=== SELECTED EXCERPT ===
○ ○ ○ ○ ○

The border between economically crippled Venezuela and Colombia was opened Sunday for the first time in 11 months, and more than 35,000 Venezuelans crossed into the neighbouring country to buy groceries and medicine.
The Venezuelans shopped for goods that are not available in their own country in the city of Cucuta, the newspaper El Tiempo reported.
"We didn't think that more than 10,000 people would come over the border bridge," said William Villamizar, governor of the Colombian department Norte de Santander of which Cucuta in the capital. The rush of people shows that the border must be opened immediately, said Villamizar.
The director of the Colombian border authority, Victor Bautista, estimated that 35,000 Venezuelans arrived in Cucuta.
About 500 woman forced their way across the country's north-eastern border to Colombia on Tuesday to buy food amid widespread shortages at home, news reports said.
Jose Gregorio Velma Mora, governor of the Venezuelan border state of Tachira, said the government allowed the border to be opened for 12 hours on Sunday to prevent further illegal breaches, which the opposition wanted to organize.
The government of Venezuelan President Nicolas Maduro closed the border crossing to Colombia in August last year to stop smuggling and penetrations by Colombian paramilitaries.
Venezuela is mired in a deepening economic crisis, as skyrocketing interest rates and a lack of hard currency have emptied market shelves and left hospitals short of medicines.
Protesters demanding food have clashed with authorities in several cities in recent weeks in protests and looting that have turned deadly.

○ ○ ○ ○ ○

=== TASK REQUIREMENTS ===
**a.** Name every person the border report names.
**b.** Sum up the border report in two sentences.
The rows after this point have nothing to do with the work on the border report.

○ ○ ○ ○ ○

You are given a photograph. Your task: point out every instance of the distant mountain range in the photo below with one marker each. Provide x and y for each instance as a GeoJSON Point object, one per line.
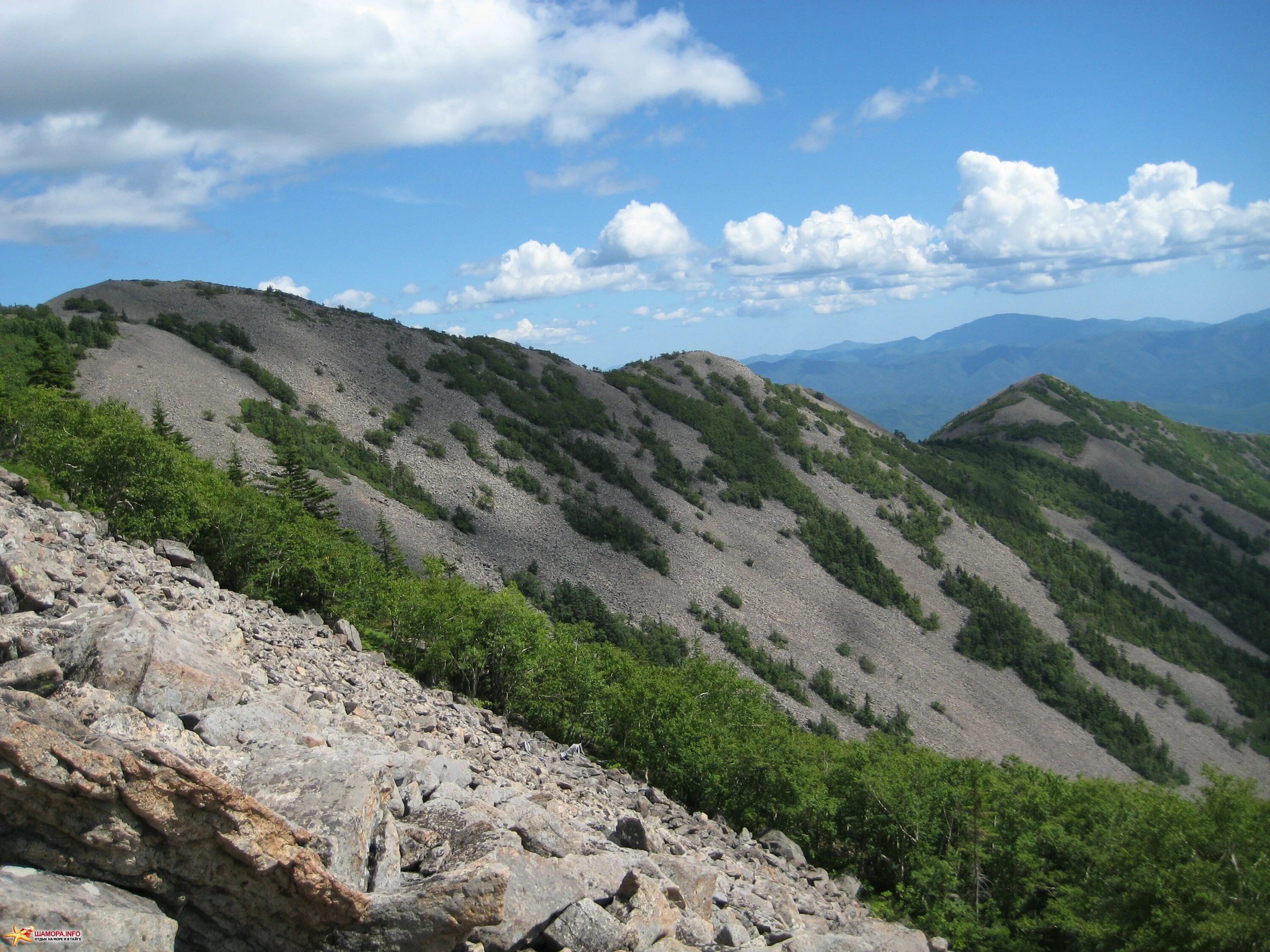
{"type": "Point", "coordinates": [1212, 375]}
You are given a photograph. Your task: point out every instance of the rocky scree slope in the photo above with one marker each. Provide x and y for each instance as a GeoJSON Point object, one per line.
{"type": "Point", "coordinates": [543, 459]}
{"type": "Point", "coordinates": [182, 765]}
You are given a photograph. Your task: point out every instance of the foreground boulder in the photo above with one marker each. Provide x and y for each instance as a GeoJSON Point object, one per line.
{"type": "Point", "coordinates": [258, 781]}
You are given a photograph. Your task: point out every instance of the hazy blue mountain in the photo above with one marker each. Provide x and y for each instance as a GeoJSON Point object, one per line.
{"type": "Point", "coordinates": [1213, 375]}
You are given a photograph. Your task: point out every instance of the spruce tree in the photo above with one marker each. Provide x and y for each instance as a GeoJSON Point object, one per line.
{"type": "Point", "coordinates": [293, 482]}
{"type": "Point", "coordinates": [52, 369]}
{"type": "Point", "coordinates": [387, 546]}
{"type": "Point", "coordinates": [162, 427]}
{"type": "Point", "coordinates": [234, 468]}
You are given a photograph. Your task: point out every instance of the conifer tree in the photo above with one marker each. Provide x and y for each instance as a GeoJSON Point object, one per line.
{"type": "Point", "coordinates": [234, 468]}
{"type": "Point", "coordinates": [162, 427]}
{"type": "Point", "coordinates": [52, 370]}
{"type": "Point", "coordinates": [293, 482]}
{"type": "Point", "coordinates": [387, 546]}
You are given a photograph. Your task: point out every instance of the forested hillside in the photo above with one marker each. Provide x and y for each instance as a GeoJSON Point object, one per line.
{"type": "Point", "coordinates": [944, 554]}
{"type": "Point", "coordinates": [1211, 375]}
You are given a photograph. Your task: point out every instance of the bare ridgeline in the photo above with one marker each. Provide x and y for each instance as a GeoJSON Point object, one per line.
{"type": "Point", "coordinates": [352, 371]}
{"type": "Point", "coordinates": [174, 756]}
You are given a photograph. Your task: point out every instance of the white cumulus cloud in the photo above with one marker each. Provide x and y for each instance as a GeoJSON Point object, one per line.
{"type": "Point", "coordinates": [148, 94]}
{"type": "Point", "coordinates": [818, 136]}
{"type": "Point", "coordinates": [352, 299]}
{"type": "Point", "coordinates": [285, 285]}
{"type": "Point", "coordinates": [1014, 230]}
{"type": "Point", "coordinates": [644, 231]}
{"type": "Point", "coordinates": [889, 103]}
{"type": "Point", "coordinates": [535, 270]}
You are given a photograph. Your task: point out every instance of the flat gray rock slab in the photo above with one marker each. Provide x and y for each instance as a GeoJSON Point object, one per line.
{"type": "Point", "coordinates": [110, 918]}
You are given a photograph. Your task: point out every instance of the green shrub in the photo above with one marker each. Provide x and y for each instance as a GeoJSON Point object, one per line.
{"type": "Point", "coordinates": [1001, 635]}
{"type": "Point", "coordinates": [324, 447]}
{"type": "Point", "coordinates": [606, 523]}
{"type": "Point", "coordinates": [785, 677]}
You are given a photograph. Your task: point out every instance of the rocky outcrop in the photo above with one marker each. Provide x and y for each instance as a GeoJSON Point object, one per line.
{"type": "Point", "coordinates": [108, 918]}
{"type": "Point", "coordinates": [262, 784]}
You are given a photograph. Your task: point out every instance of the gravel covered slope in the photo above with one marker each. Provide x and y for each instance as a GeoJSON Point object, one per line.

○ ○ ○ ○ ○

=== RESPONSE LIST ===
**a.** William Villamizar, Victor Bautista, Jose Gregorio Velma Mora, Nicolas Maduro

**b.** The border between Venezuela and Colombia opened Sunday for the first time in 11 months, and about 35,000 Venezuelans crossed into Cucuta to buy groceries and medicine not available at home. The government of President Nicolas Maduro had closed the crossing in August last year, and Venezuela is in a deepening economic crisis that has emptied market shelves and left hospitals short of medicines.